WRITTEN INSTRUCTION A
Translate this sentence from the Hebrew vocabulary post into Spanish: "The first section of the book is by overall frequency."
WRITTEN INSTRUCTION B
Please reproduce, word for word, the Hebrew vocabulary post from "My brethren, I" to "was surprisingly strong.".

TEXT SEGMENT
# Vocabulary Guide to Biblical Hebrew (Van Pelt and Pratico)



## RamistThomist (Sep 14, 2018)

Van Pelt, Miles. Practico, Gary. _The Vocabulary Guide to Biblical Hebrew_. Grand Rapids, MI: Zondervan, 2003.

This book is what it says it is in the title. However, the genius of the book lies in giving the reader a descending order of word frequency in the Hebrew Bible. The authors note: "By memorizing only the first fifty words in the vocabulary frequency list, students will be equipped to recognize almost 55% of the total words that occur in the Hebrew Old Testament (419,687). Students who master the 641 words that occur 50 times or more will be able to recognize 80% of all words that occur" (Van Pelt and Pratico ix).

My brethren, I can testify. I had 2 years of Hebrew in seminary and let it drop when I left. I probably didn't touch it again for six years. When I came back, my grammar, verb tenses, etc were weak, obviously. But I followed the reasoning of this book and my vocabulary recognition was surprisingly strong.

The first section of the book is by overall frequency. It begins with _waw_ (50,524 occurrences). The 100th most frequent word is _peh_, mouth (498 occurrences). The 500th most frequent word is _tsar_, foreign or strange (70 occurrences).

INFORMATION SUPPLIED

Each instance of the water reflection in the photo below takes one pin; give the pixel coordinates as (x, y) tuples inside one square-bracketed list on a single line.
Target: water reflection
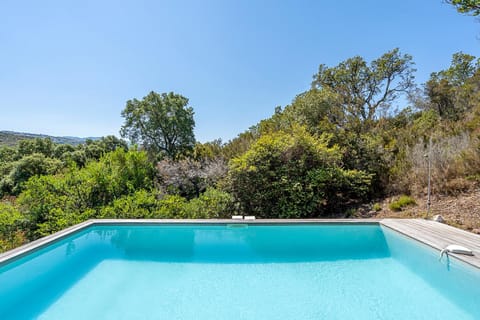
[(219, 244)]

RIGHT ANSWER A
La primera sección del libro está organizada por frecuencia general.

RIGHT ANSWER B
My brethren, I can testify. I had 2 years of Hebrew in seminary and let it drop when I left. I probably didn't touch it again for six years. When I came back, my grammar, verb tenses, etc were weak, obviously. But I followed the reasoning of this book and my vocabulary recognition was surprisingly strong.